* **Task goal**
Which lines in the entries below contain the word "chair"? Collect each of them in full, treating uppercase and lowercase as different.

Data records:
○ ○ ○ ○
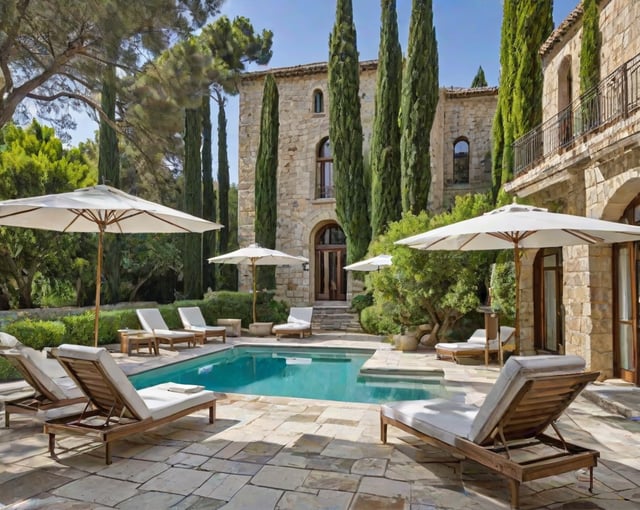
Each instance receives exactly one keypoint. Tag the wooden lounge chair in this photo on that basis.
(477, 346)
(506, 434)
(298, 323)
(192, 320)
(151, 320)
(51, 388)
(116, 409)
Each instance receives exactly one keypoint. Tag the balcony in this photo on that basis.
(613, 99)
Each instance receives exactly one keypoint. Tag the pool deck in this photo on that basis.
(273, 452)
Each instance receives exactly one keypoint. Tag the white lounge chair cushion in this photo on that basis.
(443, 419)
(154, 402)
(162, 402)
(169, 333)
(112, 371)
(513, 375)
(48, 372)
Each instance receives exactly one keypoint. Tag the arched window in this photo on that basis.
(318, 101)
(324, 170)
(461, 161)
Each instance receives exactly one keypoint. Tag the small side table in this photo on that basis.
(130, 338)
(233, 326)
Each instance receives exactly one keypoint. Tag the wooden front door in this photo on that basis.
(330, 259)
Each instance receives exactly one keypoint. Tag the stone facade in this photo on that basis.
(461, 113)
(597, 174)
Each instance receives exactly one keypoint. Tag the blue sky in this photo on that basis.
(468, 34)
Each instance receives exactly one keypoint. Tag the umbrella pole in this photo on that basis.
(98, 282)
(253, 271)
(516, 257)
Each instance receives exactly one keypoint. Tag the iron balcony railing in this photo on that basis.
(614, 98)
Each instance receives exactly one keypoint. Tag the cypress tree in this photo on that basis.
(228, 279)
(192, 255)
(386, 205)
(109, 173)
(345, 133)
(266, 199)
(418, 107)
(534, 25)
(208, 196)
(502, 155)
(479, 79)
(590, 63)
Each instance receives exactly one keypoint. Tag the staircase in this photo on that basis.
(334, 316)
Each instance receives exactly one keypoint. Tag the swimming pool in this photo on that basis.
(317, 373)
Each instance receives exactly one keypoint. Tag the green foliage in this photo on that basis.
(38, 334)
(266, 180)
(192, 204)
(590, 46)
(34, 162)
(386, 202)
(418, 107)
(503, 287)
(435, 287)
(345, 133)
(479, 79)
(375, 322)
(361, 301)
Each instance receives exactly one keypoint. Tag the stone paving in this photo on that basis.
(266, 453)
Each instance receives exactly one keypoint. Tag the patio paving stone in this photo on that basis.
(98, 489)
(279, 477)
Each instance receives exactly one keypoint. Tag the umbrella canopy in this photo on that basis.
(371, 264)
(99, 209)
(518, 226)
(256, 255)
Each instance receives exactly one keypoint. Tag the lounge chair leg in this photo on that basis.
(383, 431)
(514, 487)
(52, 445)
(107, 452)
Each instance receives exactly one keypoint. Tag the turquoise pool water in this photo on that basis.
(317, 373)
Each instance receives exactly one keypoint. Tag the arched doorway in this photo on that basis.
(548, 301)
(330, 258)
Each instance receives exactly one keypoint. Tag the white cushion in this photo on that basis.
(112, 371)
(513, 375)
(162, 402)
(443, 419)
(8, 341)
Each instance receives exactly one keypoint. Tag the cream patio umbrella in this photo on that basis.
(518, 226)
(256, 255)
(100, 209)
(370, 264)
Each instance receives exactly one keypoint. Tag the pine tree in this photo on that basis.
(386, 205)
(345, 133)
(208, 196)
(479, 79)
(266, 200)
(418, 107)
(192, 255)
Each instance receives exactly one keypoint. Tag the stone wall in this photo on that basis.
(461, 113)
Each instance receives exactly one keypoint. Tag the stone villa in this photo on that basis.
(585, 159)
(307, 222)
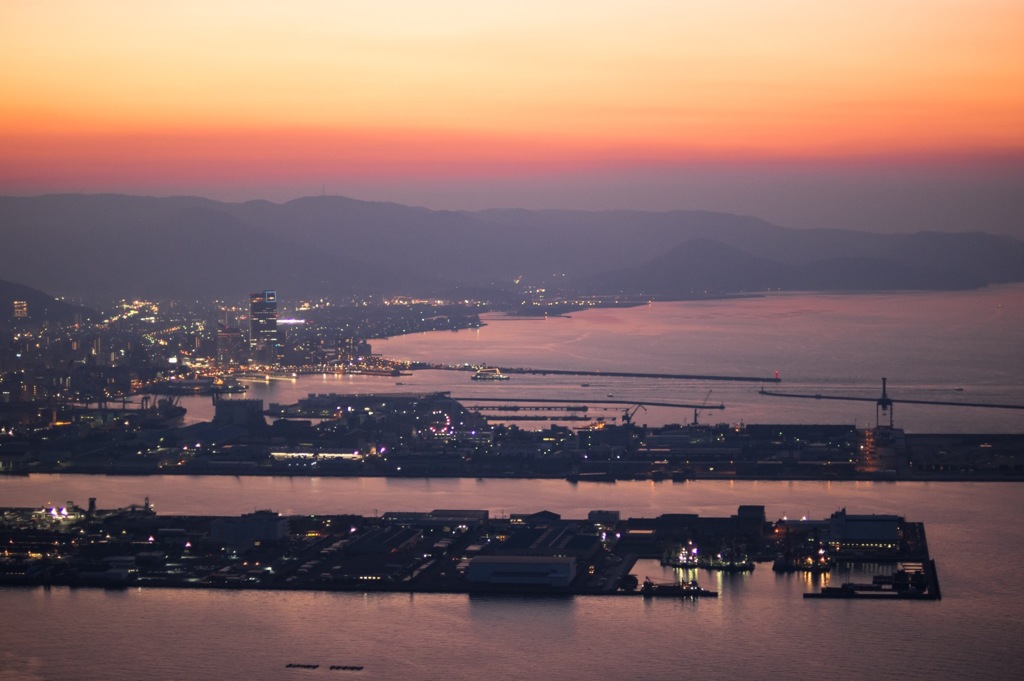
○ ○ ○ ○
* **Expected output**
Each instance receives exactly one keypoint. Tag the wooden lounge chair in this photo on that basis.
Each instance receives exactly one keypoint. Tag the white lounge chair cushion in this photo on that basis.
Each instance receives exactly one keypoint. Tag the lounge chair leg in this photo on that basis.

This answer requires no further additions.